Write the records below out again. Match them exactly.

--- Records shown Enclosed Below ---

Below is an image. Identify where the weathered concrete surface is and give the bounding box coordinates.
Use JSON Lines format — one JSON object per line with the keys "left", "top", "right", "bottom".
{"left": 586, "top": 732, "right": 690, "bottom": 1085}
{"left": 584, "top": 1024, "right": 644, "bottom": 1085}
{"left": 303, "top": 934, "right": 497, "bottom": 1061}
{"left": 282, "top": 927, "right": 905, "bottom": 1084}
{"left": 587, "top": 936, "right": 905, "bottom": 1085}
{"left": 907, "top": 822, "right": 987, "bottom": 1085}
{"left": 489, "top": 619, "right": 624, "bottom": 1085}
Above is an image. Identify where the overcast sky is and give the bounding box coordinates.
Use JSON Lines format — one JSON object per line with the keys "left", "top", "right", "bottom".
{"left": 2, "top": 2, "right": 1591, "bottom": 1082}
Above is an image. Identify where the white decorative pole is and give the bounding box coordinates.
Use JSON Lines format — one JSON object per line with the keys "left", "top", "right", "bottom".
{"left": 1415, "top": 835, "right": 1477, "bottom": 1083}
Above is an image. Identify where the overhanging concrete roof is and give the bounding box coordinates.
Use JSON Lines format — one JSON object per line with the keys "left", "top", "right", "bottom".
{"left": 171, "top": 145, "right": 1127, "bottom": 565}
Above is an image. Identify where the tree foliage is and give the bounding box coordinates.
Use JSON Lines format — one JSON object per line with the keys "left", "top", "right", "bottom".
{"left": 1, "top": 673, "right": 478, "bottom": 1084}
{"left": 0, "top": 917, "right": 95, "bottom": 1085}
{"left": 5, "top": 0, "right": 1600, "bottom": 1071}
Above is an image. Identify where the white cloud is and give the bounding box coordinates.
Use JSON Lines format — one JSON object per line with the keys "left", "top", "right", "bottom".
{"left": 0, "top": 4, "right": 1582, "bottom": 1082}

--- End of Enclosed Records shown ---

◆ **Response for this exercise**:
Below is an image. Identify where the weathered concrete surface is and give the bounding box coordinates.
Use JSON Lines format — one JSON object per line with the keys "left", "top", "right", "bottom".
{"left": 586, "top": 732, "right": 690, "bottom": 1085}
{"left": 584, "top": 1024, "right": 644, "bottom": 1085}
{"left": 303, "top": 934, "right": 497, "bottom": 1061}
{"left": 282, "top": 927, "right": 905, "bottom": 1084}
{"left": 587, "top": 936, "right": 905, "bottom": 1085}
{"left": 907, "top": 822, "right": 987, "bottom": 1085}
{"left": 489, "top": 619, "right": 624, "bottom": 1085}
Above is an image. Identify where the overcast sky is and give the bounding box coordinates.
Use JSON Lines format — one JSON object per line with the keys "left", "top", "right", "bottom".
{"left": 2, "top": 2, "right": 1591, "bottom": 1082}
Above is an image. Identify where the white decorative pole is and give the bounding box coordinates.
Use JSON Lines format — one JSON object per line with the keys "left", "top", "right", "bottom".
{"left": 1415, "top": 835, "right": 1477, "bottom": 1083}
Above is an image. Identify where the overhanging concrete roof is and give the bounding box coordinates.
Use JSON Lines format — one JSON object per line with the keys "left", "top", "right", "bottom".
{"left": 171, "top": 145, "right": 1127, "bottom": 565}
Above is an image. Identify where the tree foliage is and give the bounding box coordinates.
Use JSON Lines format — one JSON object per line with the keys "left", "top", "right", "bottom".
{"left": 1, "top": 673, "right": 478, "bottom": 1084}
{"left": 0, "top": 917, "right": 95, "bottom": 1085}
{"left": 5, "top": 0, "right": 1600, "bottom": 1071}
Above is an image. Identify where the white cloud is and give the bounding box coordinates.
Use JSON Lines format — one JSON object per line with the keys "left", "top", "right", "bottom".
{"left": 0, "top": 4, "right": 1582, "bottom": 1082}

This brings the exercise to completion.